- **EXTRACT TO READ**
BEGIN

I guess the UEFI problem will eventually be solved, but for some of the more obscure hobby OSes, it may be a long wait.  I don't think  NetBSD has tackled the problem yet, but I'm not sure about that.  FreeBSD and Linux seem to be the choices now.  For a BIOS system, one can always retreat a few years, and try to find a good deal on a liquidation of older boards like the 800 MHz Vortex86DX.  IIRC those boards usually came with an AMI SPI flash BIOS, and I have read somewhere (I think) that they worked with older versions of FreeBSD (7/8).  Also - the power consumption (my main concern) - is about two watts on those older CPUs.

Edit 10/26: I managed to find a good deal on one of the older (2007) Vortex86DX boards.  It has 1x16 GPIO, three serial ports, three USB2, 1 RS485, LVDS, 1 parallel port, VGA, IDE, i586 BIOS, 512 RAM, 800 MHz, JTAG, audio stereo (in _and_ out),  three wired ethernet ports, and seems to work fine with the FreeBSD-10.2 i386 CD running on a USB/CD/DVD drive.  For some reason, it doesn't yet boot on a stick, but haven't played too much with it yet.  The power supply is a 5V, 2A wall wart, which is only a little warm after a half hour.  It's about 6 x 4 inches in size.  The trick now will be to find drivers to work with it (like GPIO) ... probably those have to come from Linux, and ported.  Supposedly it'll run XP, but I'd never do that.

In any case, this one won't be an adornment on the bottom of my junk drawer (voice of experience)!


----------

END

- **INPUT ROWS**
BEGIN

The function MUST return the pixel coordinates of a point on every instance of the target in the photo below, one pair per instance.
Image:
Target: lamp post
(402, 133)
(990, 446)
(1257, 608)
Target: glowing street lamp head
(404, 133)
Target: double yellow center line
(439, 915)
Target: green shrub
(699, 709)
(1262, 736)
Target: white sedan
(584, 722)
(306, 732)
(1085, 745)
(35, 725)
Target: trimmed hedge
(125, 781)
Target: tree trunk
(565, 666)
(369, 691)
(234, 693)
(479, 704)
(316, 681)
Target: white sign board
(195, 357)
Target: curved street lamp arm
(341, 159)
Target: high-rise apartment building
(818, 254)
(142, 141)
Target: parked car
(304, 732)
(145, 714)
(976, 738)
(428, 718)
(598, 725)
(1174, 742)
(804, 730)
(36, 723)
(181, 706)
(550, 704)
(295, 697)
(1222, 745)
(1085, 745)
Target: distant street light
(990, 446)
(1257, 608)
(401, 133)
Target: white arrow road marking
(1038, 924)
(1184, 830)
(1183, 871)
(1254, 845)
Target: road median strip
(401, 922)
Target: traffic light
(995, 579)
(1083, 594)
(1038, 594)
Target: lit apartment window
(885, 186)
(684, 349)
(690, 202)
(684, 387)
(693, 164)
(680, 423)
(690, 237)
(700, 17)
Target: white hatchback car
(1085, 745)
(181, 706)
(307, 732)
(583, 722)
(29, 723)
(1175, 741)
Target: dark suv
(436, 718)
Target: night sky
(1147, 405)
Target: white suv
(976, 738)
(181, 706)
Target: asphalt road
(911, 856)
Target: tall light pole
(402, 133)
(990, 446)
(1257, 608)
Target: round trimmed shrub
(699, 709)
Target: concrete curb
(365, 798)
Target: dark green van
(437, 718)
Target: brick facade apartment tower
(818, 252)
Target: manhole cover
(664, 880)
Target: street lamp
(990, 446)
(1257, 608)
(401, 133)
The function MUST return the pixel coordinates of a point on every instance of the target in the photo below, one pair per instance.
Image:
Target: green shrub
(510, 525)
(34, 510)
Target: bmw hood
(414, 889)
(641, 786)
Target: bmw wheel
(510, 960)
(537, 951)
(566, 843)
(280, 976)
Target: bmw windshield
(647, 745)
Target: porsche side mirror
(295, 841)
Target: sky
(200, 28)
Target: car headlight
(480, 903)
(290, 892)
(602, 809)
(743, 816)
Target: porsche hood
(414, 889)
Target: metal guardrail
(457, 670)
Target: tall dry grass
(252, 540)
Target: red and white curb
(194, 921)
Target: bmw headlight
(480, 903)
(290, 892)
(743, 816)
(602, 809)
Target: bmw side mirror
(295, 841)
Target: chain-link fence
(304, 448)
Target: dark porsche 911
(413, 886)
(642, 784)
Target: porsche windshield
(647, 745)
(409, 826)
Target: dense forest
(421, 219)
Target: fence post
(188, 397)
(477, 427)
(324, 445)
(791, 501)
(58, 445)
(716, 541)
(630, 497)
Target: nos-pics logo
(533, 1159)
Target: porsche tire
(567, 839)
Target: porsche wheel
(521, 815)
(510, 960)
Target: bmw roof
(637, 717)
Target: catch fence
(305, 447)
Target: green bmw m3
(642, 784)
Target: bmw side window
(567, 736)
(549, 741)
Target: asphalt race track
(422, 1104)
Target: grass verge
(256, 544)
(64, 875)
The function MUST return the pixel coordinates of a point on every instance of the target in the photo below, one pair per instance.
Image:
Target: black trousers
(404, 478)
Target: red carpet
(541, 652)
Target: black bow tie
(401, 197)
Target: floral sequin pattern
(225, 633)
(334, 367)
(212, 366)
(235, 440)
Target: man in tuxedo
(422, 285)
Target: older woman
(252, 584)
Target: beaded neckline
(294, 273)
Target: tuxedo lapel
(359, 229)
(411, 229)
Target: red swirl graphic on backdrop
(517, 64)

END

- **EXERCISE SET**
a) Please transcribe the part of the forum post on the Vortex86DX board that opens with the words "Edit 10/26: I" and closes with "never do that.".
b) Pick out every line of the entries that holds the string "grass", matching case exactly.

- **THE RESPONSES**
a)
Edit 10/26: I managed to find a good deal on one of the older (2007) Vortex86DX boards.  It has 1x16 GPIO, three serial ports, three USB2, 1 RS485, LVDS, 1 parallel port, VGA, IDE, i586 BIOS, 512 RAM, 800 MHz, JTAG, audio stereo (in _and_ out),  three wired ethernet ports, and seems to work fine with the FreeBSD-10.2 i386 CD running on a USB/CD/DVD drive.  For some reason, it doesn't yet boot on a stick, but haven't played too much with it yet.  The power supply is a 5V, 2A wall wart, which is only a little warm after a half hour.  It's about 6 x 4 inches in size.  The trick now will be to find drivers to work with it (like GPIO) ... probably those have to come from Linux, and ported.  Supposedly it'll run XP, but I'd never do that.

b)
Target: tall dry grass
Target: grass verge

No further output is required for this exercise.